======== PROVIDED DATA ========
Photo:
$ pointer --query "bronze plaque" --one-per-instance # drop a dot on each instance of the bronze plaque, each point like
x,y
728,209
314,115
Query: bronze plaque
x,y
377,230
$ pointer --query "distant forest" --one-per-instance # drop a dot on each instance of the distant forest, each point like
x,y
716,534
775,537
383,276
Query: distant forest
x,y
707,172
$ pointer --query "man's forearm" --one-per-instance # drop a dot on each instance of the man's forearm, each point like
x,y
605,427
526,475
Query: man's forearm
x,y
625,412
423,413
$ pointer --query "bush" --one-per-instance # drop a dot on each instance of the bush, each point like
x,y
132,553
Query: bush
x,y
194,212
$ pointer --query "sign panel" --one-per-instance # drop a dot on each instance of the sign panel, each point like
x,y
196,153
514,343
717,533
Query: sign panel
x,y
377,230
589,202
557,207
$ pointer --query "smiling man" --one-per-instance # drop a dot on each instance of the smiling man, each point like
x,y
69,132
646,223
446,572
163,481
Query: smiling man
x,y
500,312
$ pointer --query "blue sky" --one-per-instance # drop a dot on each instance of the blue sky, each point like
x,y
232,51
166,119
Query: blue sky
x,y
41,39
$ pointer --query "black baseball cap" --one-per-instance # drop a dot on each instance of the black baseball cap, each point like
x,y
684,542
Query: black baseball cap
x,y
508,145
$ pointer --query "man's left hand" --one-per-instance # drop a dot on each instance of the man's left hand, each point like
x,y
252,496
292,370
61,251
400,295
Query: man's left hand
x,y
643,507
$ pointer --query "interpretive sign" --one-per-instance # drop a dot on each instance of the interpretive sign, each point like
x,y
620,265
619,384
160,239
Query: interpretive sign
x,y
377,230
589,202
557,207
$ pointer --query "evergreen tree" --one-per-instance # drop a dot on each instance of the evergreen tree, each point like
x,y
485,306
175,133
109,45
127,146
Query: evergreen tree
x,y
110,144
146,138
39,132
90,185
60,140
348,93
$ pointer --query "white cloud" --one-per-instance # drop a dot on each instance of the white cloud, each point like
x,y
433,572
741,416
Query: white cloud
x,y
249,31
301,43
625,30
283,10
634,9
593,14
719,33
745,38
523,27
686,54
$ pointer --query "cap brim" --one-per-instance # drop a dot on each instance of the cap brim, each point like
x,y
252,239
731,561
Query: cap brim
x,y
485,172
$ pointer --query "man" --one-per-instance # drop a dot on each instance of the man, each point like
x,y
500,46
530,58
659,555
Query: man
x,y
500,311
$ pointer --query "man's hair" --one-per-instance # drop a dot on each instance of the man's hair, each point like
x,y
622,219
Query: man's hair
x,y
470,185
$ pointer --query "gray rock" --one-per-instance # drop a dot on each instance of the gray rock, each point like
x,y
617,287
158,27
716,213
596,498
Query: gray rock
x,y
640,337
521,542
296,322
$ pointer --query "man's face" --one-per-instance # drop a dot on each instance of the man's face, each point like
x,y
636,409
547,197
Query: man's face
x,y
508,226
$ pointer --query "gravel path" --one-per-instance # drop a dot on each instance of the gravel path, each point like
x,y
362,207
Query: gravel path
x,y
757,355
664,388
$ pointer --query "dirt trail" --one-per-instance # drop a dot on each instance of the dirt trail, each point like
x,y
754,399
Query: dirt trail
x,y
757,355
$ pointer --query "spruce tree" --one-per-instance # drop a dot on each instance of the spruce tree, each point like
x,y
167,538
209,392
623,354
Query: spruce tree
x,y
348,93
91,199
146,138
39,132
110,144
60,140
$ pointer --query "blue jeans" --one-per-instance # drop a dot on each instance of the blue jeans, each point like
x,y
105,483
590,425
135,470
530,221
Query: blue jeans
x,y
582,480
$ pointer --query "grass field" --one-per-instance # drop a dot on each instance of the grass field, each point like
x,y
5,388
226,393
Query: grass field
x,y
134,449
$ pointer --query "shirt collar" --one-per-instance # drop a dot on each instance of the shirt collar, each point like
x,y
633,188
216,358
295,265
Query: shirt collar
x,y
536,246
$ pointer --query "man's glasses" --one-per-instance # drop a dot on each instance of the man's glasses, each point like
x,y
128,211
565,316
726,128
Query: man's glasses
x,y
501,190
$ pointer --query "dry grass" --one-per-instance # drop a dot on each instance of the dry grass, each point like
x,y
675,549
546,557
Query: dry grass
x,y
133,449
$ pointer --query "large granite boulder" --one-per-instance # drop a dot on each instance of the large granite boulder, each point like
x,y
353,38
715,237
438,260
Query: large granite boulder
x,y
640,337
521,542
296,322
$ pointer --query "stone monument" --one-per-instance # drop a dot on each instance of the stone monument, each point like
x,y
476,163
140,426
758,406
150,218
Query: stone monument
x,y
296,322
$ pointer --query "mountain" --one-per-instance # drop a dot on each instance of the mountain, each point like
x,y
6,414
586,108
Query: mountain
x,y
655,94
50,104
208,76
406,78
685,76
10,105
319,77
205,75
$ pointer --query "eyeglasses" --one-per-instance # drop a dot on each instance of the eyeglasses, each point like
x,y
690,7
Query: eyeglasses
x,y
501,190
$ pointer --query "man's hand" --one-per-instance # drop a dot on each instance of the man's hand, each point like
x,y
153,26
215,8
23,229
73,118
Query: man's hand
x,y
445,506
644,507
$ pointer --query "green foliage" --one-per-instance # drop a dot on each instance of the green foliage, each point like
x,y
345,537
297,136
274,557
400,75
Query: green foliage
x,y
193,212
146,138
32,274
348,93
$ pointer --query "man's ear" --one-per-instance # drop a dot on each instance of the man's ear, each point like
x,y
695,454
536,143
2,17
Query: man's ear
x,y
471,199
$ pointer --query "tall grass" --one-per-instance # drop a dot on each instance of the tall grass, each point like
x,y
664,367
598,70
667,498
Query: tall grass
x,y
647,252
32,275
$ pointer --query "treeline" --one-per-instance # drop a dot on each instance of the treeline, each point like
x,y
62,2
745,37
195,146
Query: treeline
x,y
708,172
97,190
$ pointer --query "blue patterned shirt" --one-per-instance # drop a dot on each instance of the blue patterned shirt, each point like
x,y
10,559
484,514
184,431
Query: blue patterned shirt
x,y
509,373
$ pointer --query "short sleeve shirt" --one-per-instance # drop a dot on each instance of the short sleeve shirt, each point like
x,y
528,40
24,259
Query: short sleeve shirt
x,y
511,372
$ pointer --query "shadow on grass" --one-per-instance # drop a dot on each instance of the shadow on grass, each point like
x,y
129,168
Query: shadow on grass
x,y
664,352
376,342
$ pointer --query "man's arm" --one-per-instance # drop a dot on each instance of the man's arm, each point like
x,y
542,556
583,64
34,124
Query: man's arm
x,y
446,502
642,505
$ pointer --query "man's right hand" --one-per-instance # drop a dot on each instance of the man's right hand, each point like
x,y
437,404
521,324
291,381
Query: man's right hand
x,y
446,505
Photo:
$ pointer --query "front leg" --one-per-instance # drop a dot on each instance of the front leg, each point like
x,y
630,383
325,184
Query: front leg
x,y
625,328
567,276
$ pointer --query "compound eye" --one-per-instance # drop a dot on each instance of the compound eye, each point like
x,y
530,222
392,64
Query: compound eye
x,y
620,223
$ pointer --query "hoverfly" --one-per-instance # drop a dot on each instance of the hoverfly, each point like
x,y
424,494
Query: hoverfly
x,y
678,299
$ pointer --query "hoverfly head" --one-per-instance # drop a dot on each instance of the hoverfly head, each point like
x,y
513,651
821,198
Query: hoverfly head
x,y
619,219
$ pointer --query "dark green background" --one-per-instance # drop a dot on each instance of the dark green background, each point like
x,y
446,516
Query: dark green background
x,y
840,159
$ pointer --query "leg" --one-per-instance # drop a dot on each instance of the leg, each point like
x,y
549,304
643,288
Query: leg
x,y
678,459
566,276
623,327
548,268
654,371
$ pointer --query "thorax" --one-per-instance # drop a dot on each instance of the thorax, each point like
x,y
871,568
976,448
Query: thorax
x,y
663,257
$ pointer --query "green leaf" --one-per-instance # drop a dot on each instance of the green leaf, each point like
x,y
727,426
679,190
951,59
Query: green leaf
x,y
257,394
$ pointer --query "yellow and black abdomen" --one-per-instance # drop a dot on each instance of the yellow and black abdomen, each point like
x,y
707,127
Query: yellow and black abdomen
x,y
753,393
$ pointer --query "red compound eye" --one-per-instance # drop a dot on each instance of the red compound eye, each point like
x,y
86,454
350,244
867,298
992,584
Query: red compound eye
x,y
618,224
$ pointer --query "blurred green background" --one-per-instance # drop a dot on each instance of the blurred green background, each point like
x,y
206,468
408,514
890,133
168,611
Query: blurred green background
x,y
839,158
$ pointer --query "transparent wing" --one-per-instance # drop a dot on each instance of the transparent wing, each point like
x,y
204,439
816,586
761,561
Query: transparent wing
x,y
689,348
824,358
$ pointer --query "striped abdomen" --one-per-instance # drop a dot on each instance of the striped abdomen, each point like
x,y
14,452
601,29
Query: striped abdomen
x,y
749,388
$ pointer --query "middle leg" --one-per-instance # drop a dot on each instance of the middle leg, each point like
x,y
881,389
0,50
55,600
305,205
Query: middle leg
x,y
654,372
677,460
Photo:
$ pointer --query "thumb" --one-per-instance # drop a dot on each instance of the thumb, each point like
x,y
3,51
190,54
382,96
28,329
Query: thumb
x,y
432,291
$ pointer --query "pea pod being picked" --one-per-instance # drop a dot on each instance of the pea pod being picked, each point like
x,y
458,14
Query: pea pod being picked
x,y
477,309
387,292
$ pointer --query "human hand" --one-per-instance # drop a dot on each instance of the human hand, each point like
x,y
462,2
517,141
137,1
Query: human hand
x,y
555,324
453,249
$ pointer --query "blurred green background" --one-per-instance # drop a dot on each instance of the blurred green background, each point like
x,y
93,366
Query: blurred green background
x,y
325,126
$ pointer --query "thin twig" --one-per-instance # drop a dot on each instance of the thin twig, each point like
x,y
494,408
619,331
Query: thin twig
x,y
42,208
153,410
========
## TASK DETAILS
Retype everything above, from the line that contains "human hand, each point like" down to the end of the records, including both ends.

## FINISHED EXERCISE
$ pointer --query "human hand" --one-per-instance # drop a dot on each instance of the human hand, each point like
x,y
462,2
517,141
137,1
Query: human hand
x,y
555,324
453,249
$ pointer --query "blurred green background" --one-per-instance # drop a dot on each instance of the blurred green background, each point like
x,y
93,366
Query: blurred green background
x,y
325,126
$ pointer --query "thin twig" --one-per-instance # drop a dot on each instance of the thin twig, each point like
x,y
494,408
619,331
Query: thin twig
x,y
42,208
153,410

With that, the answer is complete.